What is needed: Return all lines of the records that contain the word "then".

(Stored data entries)
------------------------
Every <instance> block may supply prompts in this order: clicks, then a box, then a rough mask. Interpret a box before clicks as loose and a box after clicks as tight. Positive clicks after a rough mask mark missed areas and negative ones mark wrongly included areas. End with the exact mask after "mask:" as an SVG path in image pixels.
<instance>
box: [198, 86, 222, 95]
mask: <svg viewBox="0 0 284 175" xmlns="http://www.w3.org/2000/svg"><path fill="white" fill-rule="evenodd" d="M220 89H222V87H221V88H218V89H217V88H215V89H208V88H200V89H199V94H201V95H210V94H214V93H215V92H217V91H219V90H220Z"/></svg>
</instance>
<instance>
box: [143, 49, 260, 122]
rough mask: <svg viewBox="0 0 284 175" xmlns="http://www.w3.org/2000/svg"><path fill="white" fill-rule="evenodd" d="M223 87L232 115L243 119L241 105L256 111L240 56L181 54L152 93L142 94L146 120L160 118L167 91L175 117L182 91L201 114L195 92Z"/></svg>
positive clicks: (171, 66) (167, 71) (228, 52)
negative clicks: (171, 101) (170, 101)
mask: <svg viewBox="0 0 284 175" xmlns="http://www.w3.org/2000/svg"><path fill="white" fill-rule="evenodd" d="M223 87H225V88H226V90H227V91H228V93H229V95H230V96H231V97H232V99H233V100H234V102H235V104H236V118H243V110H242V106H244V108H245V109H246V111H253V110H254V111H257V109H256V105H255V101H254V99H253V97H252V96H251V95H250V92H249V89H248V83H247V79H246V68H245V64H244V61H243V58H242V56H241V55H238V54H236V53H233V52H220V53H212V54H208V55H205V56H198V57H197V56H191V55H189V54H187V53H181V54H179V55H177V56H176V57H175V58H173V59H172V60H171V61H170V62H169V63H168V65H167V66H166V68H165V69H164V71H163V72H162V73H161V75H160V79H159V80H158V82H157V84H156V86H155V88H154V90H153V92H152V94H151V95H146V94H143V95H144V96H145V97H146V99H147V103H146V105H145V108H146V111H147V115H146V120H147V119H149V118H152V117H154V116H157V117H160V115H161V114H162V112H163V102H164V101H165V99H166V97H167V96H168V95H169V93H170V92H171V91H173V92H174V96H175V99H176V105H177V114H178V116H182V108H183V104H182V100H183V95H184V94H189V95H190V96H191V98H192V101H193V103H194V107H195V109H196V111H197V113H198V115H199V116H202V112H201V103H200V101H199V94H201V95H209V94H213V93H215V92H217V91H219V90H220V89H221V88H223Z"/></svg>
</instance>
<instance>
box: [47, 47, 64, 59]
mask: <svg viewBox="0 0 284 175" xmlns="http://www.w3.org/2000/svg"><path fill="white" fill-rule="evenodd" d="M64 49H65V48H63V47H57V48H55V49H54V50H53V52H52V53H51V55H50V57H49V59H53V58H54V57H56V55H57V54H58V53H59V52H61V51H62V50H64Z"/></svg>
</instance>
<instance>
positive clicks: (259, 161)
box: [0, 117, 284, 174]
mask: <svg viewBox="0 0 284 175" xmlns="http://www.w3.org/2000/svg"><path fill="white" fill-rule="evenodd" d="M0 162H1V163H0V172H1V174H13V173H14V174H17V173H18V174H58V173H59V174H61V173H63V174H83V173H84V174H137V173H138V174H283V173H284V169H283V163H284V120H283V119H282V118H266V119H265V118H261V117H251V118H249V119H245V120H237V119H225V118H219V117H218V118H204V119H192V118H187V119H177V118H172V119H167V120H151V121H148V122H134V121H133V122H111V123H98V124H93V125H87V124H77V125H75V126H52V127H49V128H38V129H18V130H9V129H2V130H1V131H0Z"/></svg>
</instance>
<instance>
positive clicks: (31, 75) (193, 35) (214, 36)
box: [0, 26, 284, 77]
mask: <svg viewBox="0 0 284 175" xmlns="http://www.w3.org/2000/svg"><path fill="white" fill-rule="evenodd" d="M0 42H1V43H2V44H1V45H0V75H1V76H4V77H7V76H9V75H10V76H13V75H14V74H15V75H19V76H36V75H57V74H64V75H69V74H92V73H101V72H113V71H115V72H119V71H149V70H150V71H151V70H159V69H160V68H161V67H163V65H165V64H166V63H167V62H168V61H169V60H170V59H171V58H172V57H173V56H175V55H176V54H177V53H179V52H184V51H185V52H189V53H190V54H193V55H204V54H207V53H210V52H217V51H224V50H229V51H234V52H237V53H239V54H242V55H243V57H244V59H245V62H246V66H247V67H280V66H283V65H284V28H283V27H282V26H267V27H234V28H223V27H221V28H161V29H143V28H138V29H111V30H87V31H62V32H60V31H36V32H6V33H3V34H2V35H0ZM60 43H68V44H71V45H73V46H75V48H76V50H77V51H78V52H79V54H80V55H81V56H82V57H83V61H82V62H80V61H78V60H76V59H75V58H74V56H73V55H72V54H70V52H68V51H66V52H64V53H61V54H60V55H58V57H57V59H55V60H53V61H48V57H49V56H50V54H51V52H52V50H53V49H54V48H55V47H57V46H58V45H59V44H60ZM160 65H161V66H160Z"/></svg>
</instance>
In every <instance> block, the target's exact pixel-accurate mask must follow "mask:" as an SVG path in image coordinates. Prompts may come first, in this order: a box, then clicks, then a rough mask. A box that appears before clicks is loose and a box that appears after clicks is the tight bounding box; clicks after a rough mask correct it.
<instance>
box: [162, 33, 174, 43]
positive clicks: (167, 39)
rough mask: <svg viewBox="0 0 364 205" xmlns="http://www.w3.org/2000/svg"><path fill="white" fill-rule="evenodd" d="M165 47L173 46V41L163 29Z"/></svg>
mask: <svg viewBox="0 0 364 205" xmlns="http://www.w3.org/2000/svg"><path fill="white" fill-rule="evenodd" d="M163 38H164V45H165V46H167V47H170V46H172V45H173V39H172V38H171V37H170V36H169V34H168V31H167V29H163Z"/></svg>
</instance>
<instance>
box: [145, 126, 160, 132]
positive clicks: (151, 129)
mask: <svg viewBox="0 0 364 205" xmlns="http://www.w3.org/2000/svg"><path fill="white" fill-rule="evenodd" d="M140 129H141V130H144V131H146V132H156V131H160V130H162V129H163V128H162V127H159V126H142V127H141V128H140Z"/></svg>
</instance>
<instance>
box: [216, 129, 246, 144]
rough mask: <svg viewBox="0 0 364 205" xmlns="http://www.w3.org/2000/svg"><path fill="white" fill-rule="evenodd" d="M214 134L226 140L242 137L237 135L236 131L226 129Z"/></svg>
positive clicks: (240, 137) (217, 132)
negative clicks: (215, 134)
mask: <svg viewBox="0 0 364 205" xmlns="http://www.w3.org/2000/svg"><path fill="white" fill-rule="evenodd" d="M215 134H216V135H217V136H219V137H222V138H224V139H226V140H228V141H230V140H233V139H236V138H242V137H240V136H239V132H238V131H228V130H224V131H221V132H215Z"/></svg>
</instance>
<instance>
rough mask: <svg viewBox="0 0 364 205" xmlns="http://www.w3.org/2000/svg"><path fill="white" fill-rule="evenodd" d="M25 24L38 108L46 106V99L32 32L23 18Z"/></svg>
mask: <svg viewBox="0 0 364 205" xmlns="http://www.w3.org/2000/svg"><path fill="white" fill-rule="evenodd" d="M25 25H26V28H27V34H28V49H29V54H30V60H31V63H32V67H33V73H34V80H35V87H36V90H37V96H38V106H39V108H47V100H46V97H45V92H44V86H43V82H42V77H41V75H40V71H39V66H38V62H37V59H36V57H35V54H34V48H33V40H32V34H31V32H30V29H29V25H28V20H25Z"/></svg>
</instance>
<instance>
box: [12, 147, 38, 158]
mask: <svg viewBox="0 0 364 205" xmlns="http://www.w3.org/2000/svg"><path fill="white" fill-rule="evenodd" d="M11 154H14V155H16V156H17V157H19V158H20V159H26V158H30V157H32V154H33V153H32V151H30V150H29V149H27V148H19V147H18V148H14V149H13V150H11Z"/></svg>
------------------------
Output for this exercise:
Every <instance> block may supply prompts in this order: clicks, then a box, then a rough mask. Interpret a box before clicks as loose and a box after clicks as tight. Positive clicks after a rough mask mark missed areas and negative ones mark wrongly included areas. End with the exact mask after "mask:" as an SVG path in image pixels.
In every <instance> block, the target's exact pixel-accurate mask must follow "mask:" as an SVG path in image coordinates. Prompts may come first, in this order: a box, then clicks, then a rough mask. A box that appears before clicks is loose and a box that appears after clicks is the tight bounding box; clicks after a rough mask correct it.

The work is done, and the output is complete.